:: MATERIAL

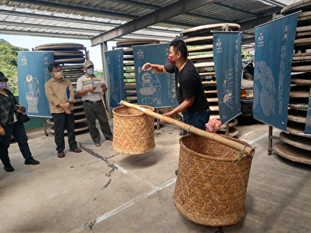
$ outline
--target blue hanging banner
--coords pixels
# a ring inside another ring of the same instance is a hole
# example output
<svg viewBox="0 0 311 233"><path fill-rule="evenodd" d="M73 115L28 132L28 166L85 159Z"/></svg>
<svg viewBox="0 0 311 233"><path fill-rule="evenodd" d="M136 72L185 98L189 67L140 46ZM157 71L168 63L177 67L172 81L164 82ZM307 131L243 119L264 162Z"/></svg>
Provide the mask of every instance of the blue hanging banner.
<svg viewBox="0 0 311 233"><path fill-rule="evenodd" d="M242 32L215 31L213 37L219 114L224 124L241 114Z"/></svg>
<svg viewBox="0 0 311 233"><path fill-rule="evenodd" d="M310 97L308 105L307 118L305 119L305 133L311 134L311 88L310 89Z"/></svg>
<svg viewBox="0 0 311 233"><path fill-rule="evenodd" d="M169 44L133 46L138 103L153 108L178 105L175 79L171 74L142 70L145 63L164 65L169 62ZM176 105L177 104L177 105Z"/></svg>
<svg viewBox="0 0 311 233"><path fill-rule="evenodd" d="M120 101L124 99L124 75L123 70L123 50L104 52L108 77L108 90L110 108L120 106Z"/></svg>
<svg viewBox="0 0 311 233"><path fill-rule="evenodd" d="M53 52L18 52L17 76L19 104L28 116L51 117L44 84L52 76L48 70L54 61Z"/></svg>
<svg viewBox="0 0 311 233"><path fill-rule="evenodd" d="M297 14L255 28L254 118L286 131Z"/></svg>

::::

REQUIREMENT. Quote everything from the start of the lines above down to the line containing "115L28 132L28 166L85", leaving out the pictures.

RESPONSE TO THE TASK.
$ outline
--target blue hanging banner
--coords pixels
# a ring inside another ring of the same instance is a hole
# example output
<svg viewBox="0 0 311 233"><path fill-rule="evenodd" d="M73 115L28 132L28 166L85 159Z"/></svg>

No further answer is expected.